SELECTED EXTRACT —

^^^^^^^^

University of Calgary

Anne Flynn

  • Professor Emerita of Kinesiology

Research Interests

Currently Teaching

Not currently teaching any courses.

Biography

Anne Flynn is a dancer, teacher, writer, and dance education advocate. She is Professor of Dance in the Faculties of Kinesiology and Fine Arts with a wide range of experience across diverse aspects of the dance discipline. As a dancer, she performed and choreographed with partner Denise Clarke for most of the 1980's appearing in Canada and abroad. She trained at the studios of Merce Cunningham, Erik Hawkins and Viola Farber, and worked with Richard Bull's Improvisational Dance Ensemble, earning degrees from SUNY Brockport and Wesleyan University. In 1987 she co-founded Dance Connection magazine and her eclectic writing about dance has been published in numerous books and periodicals. She is co-editor with Lisa Doolittle of Dancing Bodies, Living Histories: New Writing about Dance and Culture (2000) and co-creator of the dance education advocacy video Dance: For Our Children (1998). She has won several awards for her writing and advocacy work, and has served on the boards of local, provincial and national dance organizations. She was instrumental in the creation of the B.A. Dance degree and is Manager of the Department's Urban Dance Connect, a community dance project. She has organized conferences at the national and international level, most recently for the Society of Dance History Scholars (Banff 2006) and the Society for Canadian Dance Studies (Calgary 2009). Flynn teaches in the areas of Dance Studies, Dance Improvisation and Dance Pedagogy.

^^^^^^^^

DATASET CONTENT —

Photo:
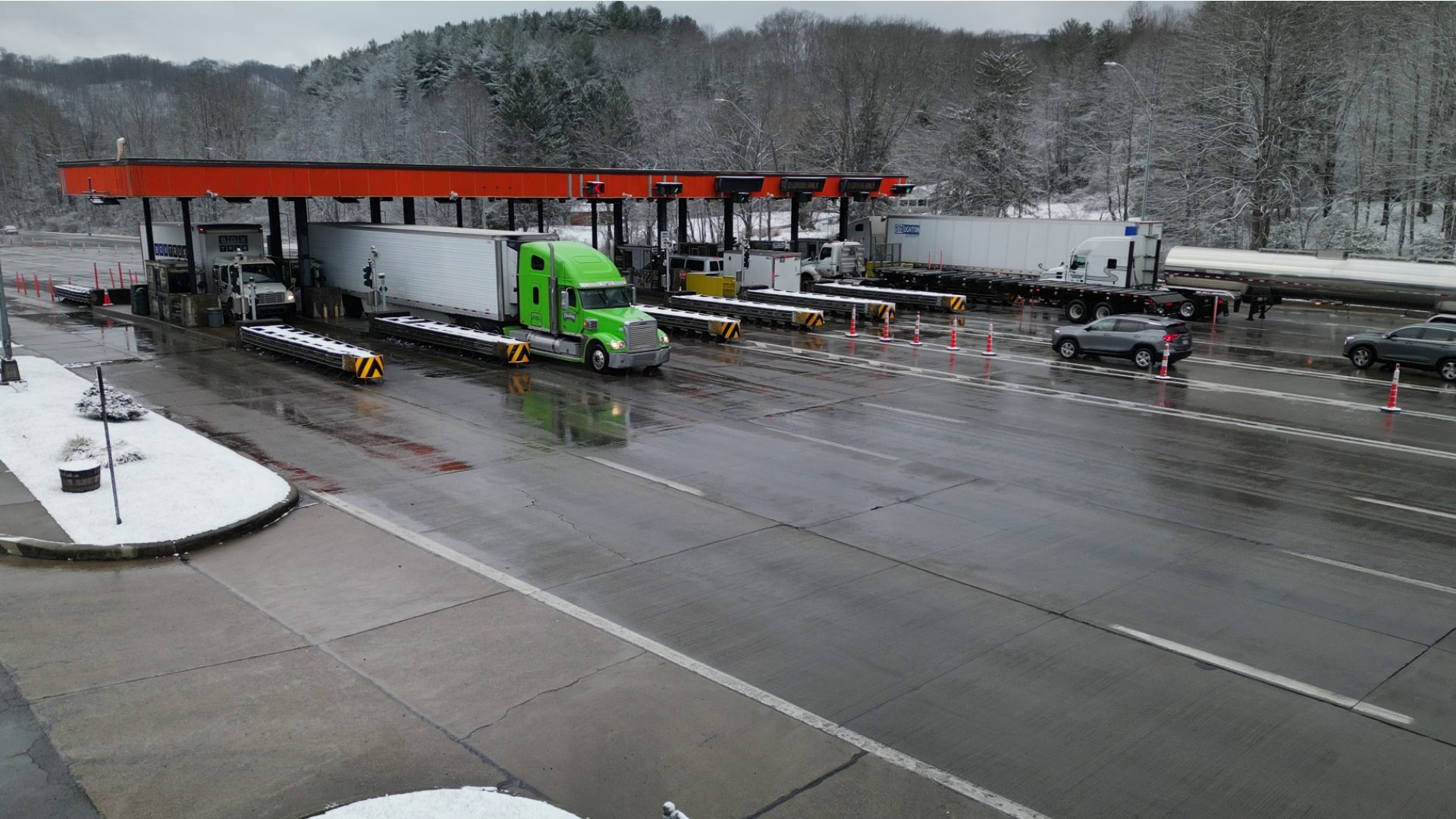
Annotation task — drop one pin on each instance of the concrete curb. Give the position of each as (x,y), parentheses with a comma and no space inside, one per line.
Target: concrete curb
(53,550)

^^^^^^^^

APPLY WHAT YOU READ —
1. Say whether each statement agrees with the Anne Flynn profile, answering yes or no and quoting the words of the profile that decide it. (a) Flynn co-founded Dance Connection magazine in 1987. (b) Flynn co-edited Dancing Bodies, Living Histories with Denise Clarke. (c) Flynn organized a conference for the Society for Canadian Dance Studies in Banff.
2. According to the Anne Flynn profile, for what did Flynn win her awards?
The listing plays no part in the work that comes after it.

TASK ANSWERS —
1.
(a) Yes: "In 1987 she co-founded Dance Connection magazine"
(b) No: "She is co-editor with Lisa Doolittle of Dancing Bodies, Living Histories: New Writing about Dance and Culture (2000)"
(c) No: "the Society for Canadian Dance Studies (Calgary 2009)"

2. She won several awards for her writing and advocacy work.